:: Objective ::
Write out word for word the lines below, starting at the line that contains "If you could tag each instance of the hiker" and continuing through the last line.

** begin Excerpted data **

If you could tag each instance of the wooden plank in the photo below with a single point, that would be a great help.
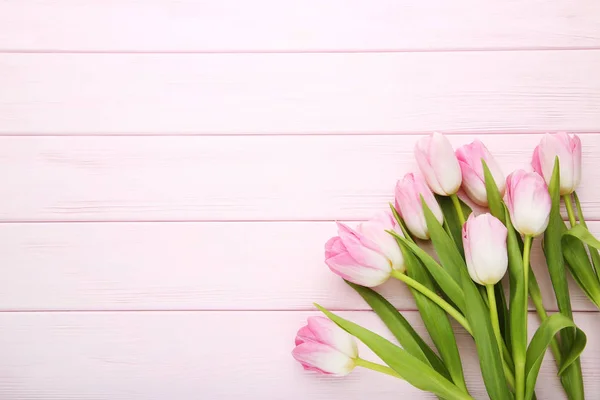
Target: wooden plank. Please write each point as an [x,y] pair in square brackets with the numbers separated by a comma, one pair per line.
[172,355]
[189,266]
[216,178]
[511,91]
[309,25]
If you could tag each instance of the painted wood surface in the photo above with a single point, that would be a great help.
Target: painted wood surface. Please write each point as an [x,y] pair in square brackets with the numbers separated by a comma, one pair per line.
[208,355]
[217,178]
[288,25]
[398,92]
[190,266]
[170,170]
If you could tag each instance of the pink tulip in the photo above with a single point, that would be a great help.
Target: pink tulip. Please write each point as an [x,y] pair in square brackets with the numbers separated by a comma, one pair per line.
[568,150]
[469,157]
[528,202]
[484,241]
[408,204]
[438,164]
[367,255]
[324,347]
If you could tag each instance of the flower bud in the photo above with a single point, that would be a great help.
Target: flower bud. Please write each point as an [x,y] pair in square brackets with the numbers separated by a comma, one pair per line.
[408,204]
[367,255]
[568,150]
[438,164]
[484,241]
[470,158]
[528,202]
[324,347]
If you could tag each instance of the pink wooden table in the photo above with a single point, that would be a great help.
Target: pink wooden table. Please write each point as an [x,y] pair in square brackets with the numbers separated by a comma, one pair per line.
[169,171]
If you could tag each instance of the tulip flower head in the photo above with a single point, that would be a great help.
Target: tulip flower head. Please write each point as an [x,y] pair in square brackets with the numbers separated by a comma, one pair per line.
[484,241]
[438,164]
[470,158]
[528,202]
[568,150]
[367,255]
[408,204]
[324,347]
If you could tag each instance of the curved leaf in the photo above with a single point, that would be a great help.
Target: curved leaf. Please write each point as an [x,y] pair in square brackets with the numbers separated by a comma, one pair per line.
[555,248]
[408,338]
[435,319]
[540,342]
[593,251]
[579,263]
[410,368]
[476,311]
[439,274]
[496,206]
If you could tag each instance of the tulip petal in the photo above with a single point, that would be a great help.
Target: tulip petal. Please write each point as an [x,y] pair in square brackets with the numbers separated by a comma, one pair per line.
[530,204]
[375,230]
[334,246]
[473,185]
[422,151]
[365,251]
[327,332]
[322,358]
[348,268]
[444,163]
[576,151]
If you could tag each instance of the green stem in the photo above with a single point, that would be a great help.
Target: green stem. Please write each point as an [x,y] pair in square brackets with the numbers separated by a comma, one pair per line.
[526,253]
[541,311]
[519,363]
[433,297]
[496,327]
[494,317]
[570,211]
[459,211]
[384,369]
[450,310]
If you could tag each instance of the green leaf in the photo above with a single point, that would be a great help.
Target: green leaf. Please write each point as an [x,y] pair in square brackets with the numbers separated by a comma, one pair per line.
[503,315]
[580,232]
[408,338]
[446,249]
[400,222]
[410,368]
[448,285]
[476,310]
[552,246]
[496,206]
[580,266]
[555,247]
[490,361]
[495,203]
[539,344]
[518,298]
[435,319]
[452,224]
[593,251]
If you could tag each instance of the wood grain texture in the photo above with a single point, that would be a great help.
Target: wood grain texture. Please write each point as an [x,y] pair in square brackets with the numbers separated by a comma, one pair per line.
[190,266]
[191,355]
[229,177]
[511,91]
[309,25]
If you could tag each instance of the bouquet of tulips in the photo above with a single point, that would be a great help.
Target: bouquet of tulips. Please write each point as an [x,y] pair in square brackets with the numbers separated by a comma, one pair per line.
[474,252]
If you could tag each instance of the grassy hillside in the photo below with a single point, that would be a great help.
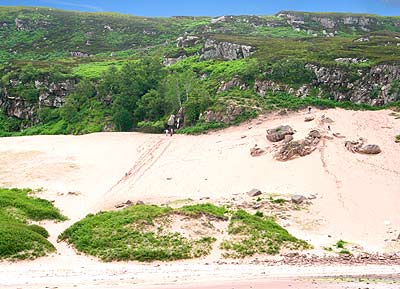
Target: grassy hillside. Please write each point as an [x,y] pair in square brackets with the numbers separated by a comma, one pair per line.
[19,239]
[68,72]
[148,233]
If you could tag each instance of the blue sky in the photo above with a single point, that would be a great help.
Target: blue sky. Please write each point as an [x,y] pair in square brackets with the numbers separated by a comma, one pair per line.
[215,7]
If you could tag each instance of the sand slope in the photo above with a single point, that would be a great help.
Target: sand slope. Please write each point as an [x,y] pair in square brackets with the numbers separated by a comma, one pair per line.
[358,196]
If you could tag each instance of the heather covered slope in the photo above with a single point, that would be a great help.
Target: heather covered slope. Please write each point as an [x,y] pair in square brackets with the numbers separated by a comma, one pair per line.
[65,72]
[100,172]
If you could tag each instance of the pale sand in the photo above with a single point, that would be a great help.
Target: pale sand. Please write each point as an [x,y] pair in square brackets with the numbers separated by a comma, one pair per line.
[358,196]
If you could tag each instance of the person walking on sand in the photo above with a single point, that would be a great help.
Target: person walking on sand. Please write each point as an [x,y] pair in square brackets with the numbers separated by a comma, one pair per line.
[171,124]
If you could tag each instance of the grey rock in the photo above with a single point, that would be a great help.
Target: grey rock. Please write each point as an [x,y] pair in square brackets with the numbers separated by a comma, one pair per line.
[187,41]
[226,50]
[298,199]
[370,150]
[254,193]
[309,118]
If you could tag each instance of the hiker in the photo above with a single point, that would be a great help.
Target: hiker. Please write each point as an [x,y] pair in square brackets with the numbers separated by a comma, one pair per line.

** end Excerpted data **

:: Answer for the task ::
If you could tag each instance of the hiker in the photo above with a single point, that would be a great help.
Target: hiker. Please write each point as an [x,y] pair in square brackets with the numbers separated by a comma, one pair per line.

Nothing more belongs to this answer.